In this part of the meeting, the classroom teacher’s professional identity as equal, powerful, discretionary competent, is part of a sensemaking process that may be characterized as a positioning-process and a social struggle of power. The principal uses discursive power-formation by constraining the content of the meeting and discursively enacting the purpose of the meeting as not being between socially and equally professional partners. In the discursive power-formation, he uses rhetorical strategies like silence (line 10), a demand for explication (line 7), and an ironical tone of voice (line 9). He also enacts an evaluation (line 7) of the discretionary competencies of the classroom teacher, with respect to her enactment of a position with power to initiate a meeting and define the organizational future. In this process, the classroom teacher goes from holding a subject position that gives her a professional identity as powerful and equal to the principal, to a professional identity being less powerful and unequal. As a sensemaking process in the pre-entry of the meeting before the formal meeting begins, this may be understood as a primary identification of what subject positions will be available for the participants in the discursive order of this type of meeting. Summing up, this is not a sensemaking process between equal subject positions constituted in the form of participatory sociality. Rather, it is a meeting constituted in a discursive order of negotiation or a battle between unequal participants.
The meeting has now been in progress for approximately 20 minutes. The following presents an exemplary negotiated sensemaking regarding the hegemonic understanding of the extent of the pedagogical problem under discussion. It is one of several accounts of the understanding of reality, enacted and selected by the principal and negotiated in sensemaking processes between the principal, the classroom teacher and her colleagues and the coordinator of the resource center. At this point in the meeting, the principal and the classroom teacher are contributing, whereas the coordinator of the resource center and the other teachers are silently observing.
Data excerpt B: Negotiating the hegemonic problem-understanding
118. P: Yes. Then we must meet again in some time to see if there is an effect on this, because you can say it can be part of it, but we have to find out, now when we mentioned Christopher, but eh, it was just because I was curious about this one thing that is sort of given not to be included here at the school, which is not so good, but in reality I think that maybe it, a lot of it will be solved if we could fix, and I am very much aware of, that we don’t fix, eh the challenges of Simon and Mike, because as I just read through this, then this is more ordinary, this is more ordinary things
119. CT: Yes
120. P: Like in any class also to defuse the dramatization that you should have 11 children with specific needs we do not have that here!
121. CT: Yes yes, but then we just haven’t got the time, that we really should have had
122. P. Yes, this is what I mean, we don’t have 11 children with specific needs. We have two maybe three, definitely two, Simon and Mike
123. CT: They are really damn complicated (speaks with a low tone)
The negotiation of the hegemonic understanding of the extent of the problem is discursively enacted by the principal, in line 118. Here he emphasizes that the understanding of the extent of the problem, defined by the classroom teacher in the written document, is not plausible. Here he labels the primary content of the written description and problem definition as more ordinary. Afterwards, the principal labels the classroom teacher’s understanding as a dramatization, and he finishes this discursive enactment by using a declarative style. Here, he discursively rejects the classroom teacher’s understanding of the problem, in line 120, by saying, “we do not have that here!” Furthermore, the account is made in a relational style through the use of the pronoun we, to exclude the understanding from the common organizational understanding. This creates a conversational conflict. The classroom teacher now makes an account, in line 121, where she argues, and emphasizes, that the problem is of an extent that leaves her too little time for teaching. As a response to this understanding, the principal re-emphasizes his understanding and rejects the problem understanding in line 122. This is done by reducing the problem using an imperative and saying, “we don’t have 11 children with specific needs” with a spoken emphasis on “don’t have”. In line 122, he discursively reformulates the understanding of the problem by selecting it to include two students primarily. This conflictual negotiation process finishes with the classroom teacher in a powerless subject position. She discursively submits to the principal’s reduction of the problem situation by noting (in line 123), that these two students are really complicated and time-consuming, emphasized with mild swearing and a low suppressed tone of voice.

Dataset section:
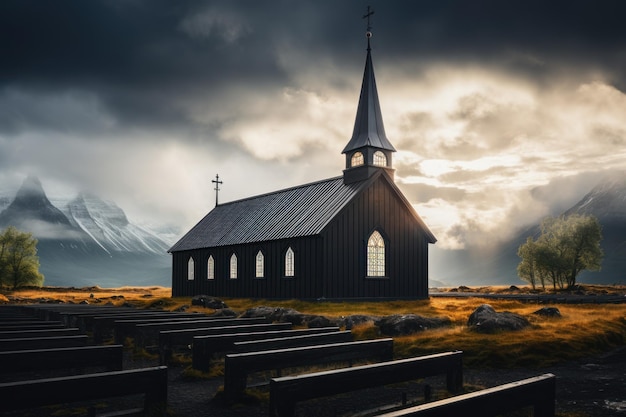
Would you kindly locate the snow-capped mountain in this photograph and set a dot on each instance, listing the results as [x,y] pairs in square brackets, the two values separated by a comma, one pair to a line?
[87,241]
[107,224]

Task requirements:
(1) Write out the part of the meeting analysis starting with "Data excerpt B: Negotiating" and going on through "needs we do not have that here!".
(2) Answer these questions from the meeting analysis.
(a) How long had the meeting been in progress when the negotiation in Data excerpt B took place?
(b) Which participants silently observe while the principal and the classroom teacher contribute?
(c) Which two students does the principal name in line 122?

Answers to the tasks:
(1)
Data excerpt B: Negotiating the hegemonic problem-understanding
118. P: Yes. Then we must meet again in some time to see if there is an effect on this, because you can say it can be part of it, but we have to find out, now when we mentioned Christopher, but eh, it was just because I was curious about this one thing that is sort of given not to be included here at the school, which is not so good, but in reality I think that maybe it, a lot of it will be solved if we could fix, and I am very much aware of, that we don’t fix, eh the challenges of Simon and Mike, because as I just read through this, then this is more ordinary, this is more ordinary things
119. CT: Yes
120. P: Like in any class also to defuse the dramatization that you should have 11 children with specific needs we do not have that here!

(2)
(a) Approximately 20 minutes.
(b) The coordinator of the resource center and the other teachers.
(c) Simon and Mike.